Aim:
Without altering anything, output the material below.

Input records:
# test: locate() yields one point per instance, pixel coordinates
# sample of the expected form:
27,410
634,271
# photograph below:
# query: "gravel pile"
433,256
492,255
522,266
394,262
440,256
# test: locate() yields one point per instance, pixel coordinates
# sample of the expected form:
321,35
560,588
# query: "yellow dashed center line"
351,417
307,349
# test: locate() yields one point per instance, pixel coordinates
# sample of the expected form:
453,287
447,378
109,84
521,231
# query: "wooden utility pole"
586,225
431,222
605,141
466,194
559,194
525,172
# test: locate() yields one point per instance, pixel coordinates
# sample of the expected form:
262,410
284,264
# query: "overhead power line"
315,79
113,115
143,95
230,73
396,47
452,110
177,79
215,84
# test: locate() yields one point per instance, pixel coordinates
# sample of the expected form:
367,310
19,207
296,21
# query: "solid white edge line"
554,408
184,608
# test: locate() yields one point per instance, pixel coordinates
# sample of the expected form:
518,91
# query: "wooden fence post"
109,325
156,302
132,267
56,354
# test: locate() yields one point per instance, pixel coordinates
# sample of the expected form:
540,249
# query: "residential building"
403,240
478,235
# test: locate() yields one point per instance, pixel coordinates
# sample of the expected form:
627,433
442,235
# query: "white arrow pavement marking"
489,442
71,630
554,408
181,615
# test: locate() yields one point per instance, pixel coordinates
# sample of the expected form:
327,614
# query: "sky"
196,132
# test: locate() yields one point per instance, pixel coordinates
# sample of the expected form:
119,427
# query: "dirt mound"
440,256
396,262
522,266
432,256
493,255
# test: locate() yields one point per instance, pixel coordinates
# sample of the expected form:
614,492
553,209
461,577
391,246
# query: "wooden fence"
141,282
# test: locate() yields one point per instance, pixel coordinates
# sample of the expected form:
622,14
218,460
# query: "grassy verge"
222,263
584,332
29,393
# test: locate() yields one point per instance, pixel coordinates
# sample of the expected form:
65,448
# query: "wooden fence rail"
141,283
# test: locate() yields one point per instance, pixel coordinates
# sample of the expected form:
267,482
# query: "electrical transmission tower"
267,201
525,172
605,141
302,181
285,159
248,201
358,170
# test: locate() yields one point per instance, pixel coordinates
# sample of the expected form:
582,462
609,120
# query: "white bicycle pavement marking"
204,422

Result:
# test: locate() yields one point per instance, pixel coordinates
# sample of the expected form:
27,410
634,271
# photograph below:
# query: "gravel pile"
433,256
492,255
522,266
394,262
440,256
# test: locate() yields one point per instance, pixel coordinates
# sample of the expected form:
321,35
560,588
# query: "yellow dashed center line"
351,417
307,349
# test: locate() yields one point per instance, pixel coordinates
# sample of the expected form:
453,287
447,378
109,84
521,231
# query: "wooden utility pole"
586,225
431,222
605,141
466,194
559,194
525,172
# test: locate() yields one point per instance, pixel coordinates
# sample of the expected form:
262,410
284,264
# query: "overhead power line"
315,79
113,115
143,95
230,73
396,47
452,110
177,79
215,84
# test: locate() yields one point per instance, pixel coordinates
# sample of the expected form:
367,310
19,207
296,21
# query: "solid white edge line"
554,408
184,608
# test: locate() yields one point per instance, pixel coordinates
# sample of the expected form:
518,91
# query: "wooden fence post"
109,325
156,302
132,267
56,354
# test: locate() yields one point per instance, pixel coordinates
# sample of the expected form:
540,249
# query: "residential building"
403,240
478,235
# test: locate() yields one point per instance, pixel coordinates
# sample of the expected form:
627,433
442,235
# query: "white arrow pavement marking"
489,442
71,630
554,408
181,615
# test: locate() yields one point per instance, pixel coordinates
# sample of the expected form:
327,614
# query: "sky"
196,132
# test: locate() yields one point per instance, pixel coordinates
# sample of the expected form:
119,427
# query: "dirt mound"
440,256
396,262
522,266
432,256
493,255
# test: locate() yields one point per instance, pixel coordinates
# sample of the expected form:
614,492
553,209
461,577
391,246
# query: "wooden fence"
141,282
# test: locate() yields one point per instance, pixel coordinates
# sample of the expected form:
622,14
218,460
# query: "grassy verge"
222,263
584,332
29,393
# test: locate() yields one point per instance, pixel coordinates
# sample of the expected form:
65,448
# query: "wooden fence rail"
141,283
# test: locate() yields one point per instance, pixel coordinates
# sample of the expected form:
267,482
# query: "electrical transmission tower"
267,201
525,172
605,141
302,181
285,159
248,201
358,170
# test: locate() yields one point per instance, pixel coordinates
# sample of the expected form:
582,462
609,120
# query: "white bicycle pavement marking"
204,422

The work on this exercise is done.